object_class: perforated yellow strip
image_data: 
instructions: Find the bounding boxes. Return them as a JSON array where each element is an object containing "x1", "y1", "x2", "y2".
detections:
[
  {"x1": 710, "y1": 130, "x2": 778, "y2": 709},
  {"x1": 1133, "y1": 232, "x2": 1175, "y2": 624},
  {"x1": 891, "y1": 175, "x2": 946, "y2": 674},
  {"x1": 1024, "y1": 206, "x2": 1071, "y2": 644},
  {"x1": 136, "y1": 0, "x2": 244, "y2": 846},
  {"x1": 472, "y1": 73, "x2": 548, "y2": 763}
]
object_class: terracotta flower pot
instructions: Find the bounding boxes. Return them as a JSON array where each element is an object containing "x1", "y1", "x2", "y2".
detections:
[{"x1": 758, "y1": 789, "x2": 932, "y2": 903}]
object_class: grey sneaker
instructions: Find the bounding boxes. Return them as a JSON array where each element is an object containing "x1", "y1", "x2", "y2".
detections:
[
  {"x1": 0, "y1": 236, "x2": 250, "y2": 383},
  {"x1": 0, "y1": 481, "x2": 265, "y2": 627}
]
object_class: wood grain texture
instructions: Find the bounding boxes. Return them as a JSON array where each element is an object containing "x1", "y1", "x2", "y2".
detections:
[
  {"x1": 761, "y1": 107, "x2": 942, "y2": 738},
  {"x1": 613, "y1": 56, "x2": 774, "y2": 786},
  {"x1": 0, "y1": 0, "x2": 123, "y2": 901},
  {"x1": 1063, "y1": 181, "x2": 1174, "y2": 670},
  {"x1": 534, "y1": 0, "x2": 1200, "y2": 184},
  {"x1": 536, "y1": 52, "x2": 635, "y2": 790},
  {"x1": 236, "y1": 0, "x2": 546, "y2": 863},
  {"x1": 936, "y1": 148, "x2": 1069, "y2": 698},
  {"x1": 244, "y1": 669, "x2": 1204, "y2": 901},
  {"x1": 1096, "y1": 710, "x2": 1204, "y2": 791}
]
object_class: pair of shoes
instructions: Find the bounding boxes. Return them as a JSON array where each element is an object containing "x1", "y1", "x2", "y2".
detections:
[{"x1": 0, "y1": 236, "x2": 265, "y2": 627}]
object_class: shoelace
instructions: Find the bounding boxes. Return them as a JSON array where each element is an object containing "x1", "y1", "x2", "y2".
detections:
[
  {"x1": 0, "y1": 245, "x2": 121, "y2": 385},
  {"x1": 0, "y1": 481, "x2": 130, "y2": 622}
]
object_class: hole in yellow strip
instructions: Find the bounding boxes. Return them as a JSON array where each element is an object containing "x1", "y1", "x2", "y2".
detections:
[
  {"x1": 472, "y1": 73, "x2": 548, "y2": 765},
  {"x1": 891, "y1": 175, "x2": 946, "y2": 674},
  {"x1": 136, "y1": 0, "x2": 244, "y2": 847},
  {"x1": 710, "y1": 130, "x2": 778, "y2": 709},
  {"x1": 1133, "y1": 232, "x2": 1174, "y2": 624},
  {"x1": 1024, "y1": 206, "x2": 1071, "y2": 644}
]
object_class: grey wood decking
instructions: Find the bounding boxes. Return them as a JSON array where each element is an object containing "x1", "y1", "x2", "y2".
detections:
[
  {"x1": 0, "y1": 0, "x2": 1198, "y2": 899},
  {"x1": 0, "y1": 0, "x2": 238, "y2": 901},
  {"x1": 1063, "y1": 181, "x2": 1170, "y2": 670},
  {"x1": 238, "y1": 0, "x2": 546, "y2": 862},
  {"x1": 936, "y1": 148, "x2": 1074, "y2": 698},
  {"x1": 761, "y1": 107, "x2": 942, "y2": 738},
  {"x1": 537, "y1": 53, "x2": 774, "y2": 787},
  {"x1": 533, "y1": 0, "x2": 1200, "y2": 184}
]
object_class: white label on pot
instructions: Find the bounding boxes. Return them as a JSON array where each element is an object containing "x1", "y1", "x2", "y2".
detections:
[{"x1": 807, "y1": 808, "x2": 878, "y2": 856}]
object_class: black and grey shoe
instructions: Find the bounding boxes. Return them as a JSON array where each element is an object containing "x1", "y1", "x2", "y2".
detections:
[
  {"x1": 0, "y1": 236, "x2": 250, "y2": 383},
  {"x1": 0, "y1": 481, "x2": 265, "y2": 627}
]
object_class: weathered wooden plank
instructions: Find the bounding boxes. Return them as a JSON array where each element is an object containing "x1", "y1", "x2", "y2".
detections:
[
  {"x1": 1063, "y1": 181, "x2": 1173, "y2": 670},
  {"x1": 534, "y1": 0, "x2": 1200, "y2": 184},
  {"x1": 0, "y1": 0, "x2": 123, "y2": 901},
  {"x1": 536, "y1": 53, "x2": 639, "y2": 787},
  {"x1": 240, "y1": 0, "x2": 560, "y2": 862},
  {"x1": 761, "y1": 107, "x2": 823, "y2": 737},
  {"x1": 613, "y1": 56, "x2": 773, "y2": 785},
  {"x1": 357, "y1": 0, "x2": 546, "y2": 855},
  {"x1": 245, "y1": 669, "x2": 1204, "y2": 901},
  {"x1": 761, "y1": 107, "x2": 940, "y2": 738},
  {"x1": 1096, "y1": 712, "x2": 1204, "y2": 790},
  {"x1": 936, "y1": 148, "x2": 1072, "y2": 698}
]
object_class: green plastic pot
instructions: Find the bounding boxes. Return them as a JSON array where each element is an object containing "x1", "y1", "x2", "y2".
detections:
◆ ◆ ◆ ◆ ◆ ◆ ◆
• _What you need to do_
Pull out the lines word for word, from the line that contains "object_class: black and grey shoe" through the end of the records.

• _Correct response_
object_class: black and grey shoe
instructions: Find the bounding boxes. Return them as a JSON array where each element is an object containing "x1", "y1", "x2", "y2".
detections:
[
  {"x1": 0, "y1": 236, "x2": 250, "y2": 383},
  {"x1": 0, "y1": 481, "x2": 265, "y2": 627}
]
object_class: weathered wooden plank
instructions: Find the bounding boxes. Return them as a JSON array where each element is an object containing "x1", "y1", "x2", "y2".
detections:
[
  {"x1": 1063, "y1": 181, "x2": 1173, "y2": 670},
  {"x1": 534, "y1": 0, "x2": 1200, "y2": 184},
  {"x1": 0, "y1": 0, "x2": 123, "y2": 901},
  {"x1": 536, "y1": 53, "x2": 639, "y2": 787},
  {"x1": 240, "y1": 0, "x2": 560, "y2": 862},
  {"x1": 761, "y1": 107, "x2": 823, "y2": 737},
  {"x1": 613, "y1": 56, "x2": 773, "y2": 785},
  {"x1": 357, "y1": 0, "x2": 546, "y2": 855},
  {"x1": 245, "y1": 669, "x2": 1204, "y2": 901},
  {"x1": 761, "y1": 107, "x2": 940, "y2": 738},
  {"x1": 1096, "y1": 712, "x2": 1204, "y2": 790},
  {"x1": 936, "y1": 148, "x2": 1072, "y2": 698}
]
object_class: green plastic pot
instructions: Find the bounding boxes. Return them as a JSON array where each element is an object containing "x1", "y1", "x2", "y2".
detections:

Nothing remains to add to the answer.